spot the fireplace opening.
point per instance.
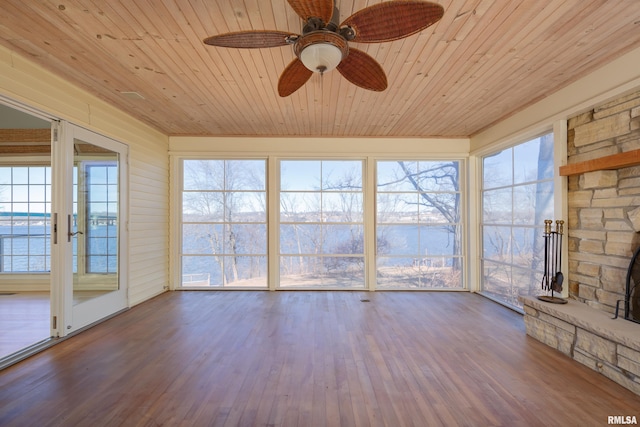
(632, 291)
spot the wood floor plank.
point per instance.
(308, 359)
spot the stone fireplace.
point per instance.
(603, 229)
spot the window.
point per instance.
(224, 223)
(517, 196)
(418, 228)
(25, 219)
(324, 237)
(321, 224)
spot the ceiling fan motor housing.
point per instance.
(321, 50)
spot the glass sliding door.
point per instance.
(90, 227)
(25, 219)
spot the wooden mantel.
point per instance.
(615, 161)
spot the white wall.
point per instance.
(29, 84)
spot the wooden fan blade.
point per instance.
(393, 20)
(293, 77)
(306, 9)
(249, 39)
(362, 70)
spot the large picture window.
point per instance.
(418, 227)
(25, 219)
(336, 223)
(517, 196)
(321, 224)
(224, 223)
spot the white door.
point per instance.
(89, 249)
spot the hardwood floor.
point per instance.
(309, 359)
(24, 320)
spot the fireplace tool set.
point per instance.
(552, 278)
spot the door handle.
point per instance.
(70, 233)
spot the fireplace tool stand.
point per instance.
(552, 278)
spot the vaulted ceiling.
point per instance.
(483, 61)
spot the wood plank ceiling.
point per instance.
(485, 60)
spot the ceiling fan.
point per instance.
(323, 45)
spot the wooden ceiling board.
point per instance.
(482, 62)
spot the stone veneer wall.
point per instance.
(603, 231)
(604, 206)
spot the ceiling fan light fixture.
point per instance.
(321, 51)
(321, 57)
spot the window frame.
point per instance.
(273, 193)
(558, 187)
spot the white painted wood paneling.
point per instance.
(28, 83)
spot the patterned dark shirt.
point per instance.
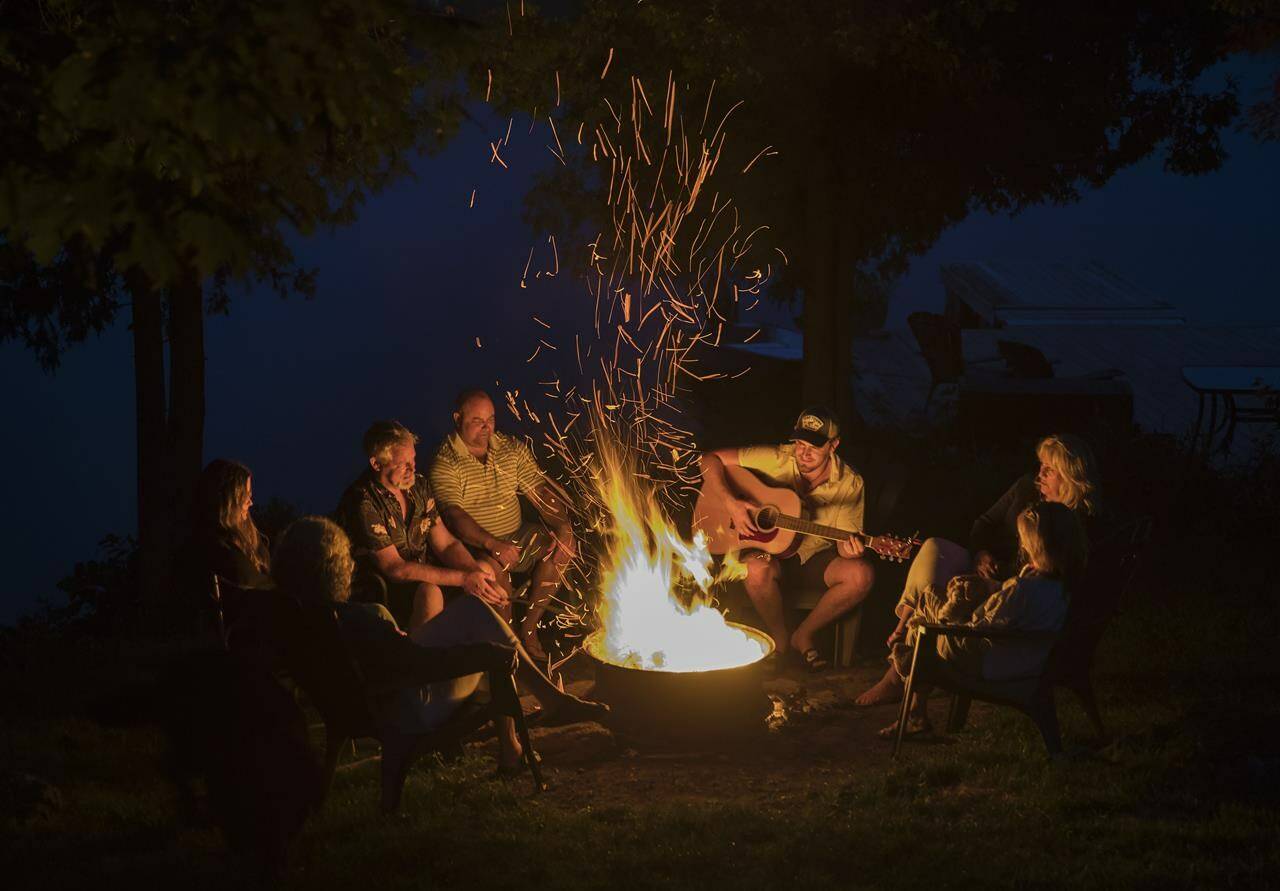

====

• EXERCISE REQUIREMENTS
Transcribe every line above exactly as it appears, omitting the pictures.

• TASK ANSWER
spot the fireplace opening.
point per instance.
(632, 291)
spot the wood floor plank.
point per instance.
(308, 359)
spot the stone fireplace.
point per instance.
(603, 229)
spot the window.
point per instance.
(224, 223)
(517, 196)
(418, 228)
(25, 219)
(324, 237)
(321, 224)
spot the ceiling fan motor housing.
point per instance.
(321, 50)
spot the glass sliding door.
point per instance.
(90, 227)
(25, 219)
spot the wooden mantel.
point per instance.
(615, 161)
spot the white wall.
point per instance.
(29, 84)
spot the wooden fan blade.
point per instance.
(393, 20)
(293, 77)
(306, 9)
(249, 39)
(362, 70)
spot the large picture window.
point per instance.
(418, 227)
(25, 219)
(336, 223)
(517, 196)
(321, 224)
(224, 223)
spot the white door.
point per instance.
(89, 249)
spot the hardwood floor.
point per instance.
(309, 359)
(24, 320)
spot the fireplace tool set.
point per instance.
(552, 278)
spot the door handle.
point per instance.
(70, 233)
spot the fireplace tool stand.
point per instance.
(552, 278)
spot the vaulted ceiling.
point per instance.
(483, 61)
spot the wood plank ceiling.
point per instance.
(485, 60)
spot the ceiling fan.
point per instance.
(323, 45)
spot the wooden ceiling board.
point per instance.
(482, 62)
spot the stone veneer wall.
point per instance.
(603, 231)
(604, 206)
spot the ceiling fan light fixture.
point per instance.
(321, 51)
(321, 57)
spot the window frame.
point per instance.
(273, 193)
(558, 187)
spot the white painted wood paneling.
point per instance.
(28, 83)
spot the patterned dark shirt.
point per instance.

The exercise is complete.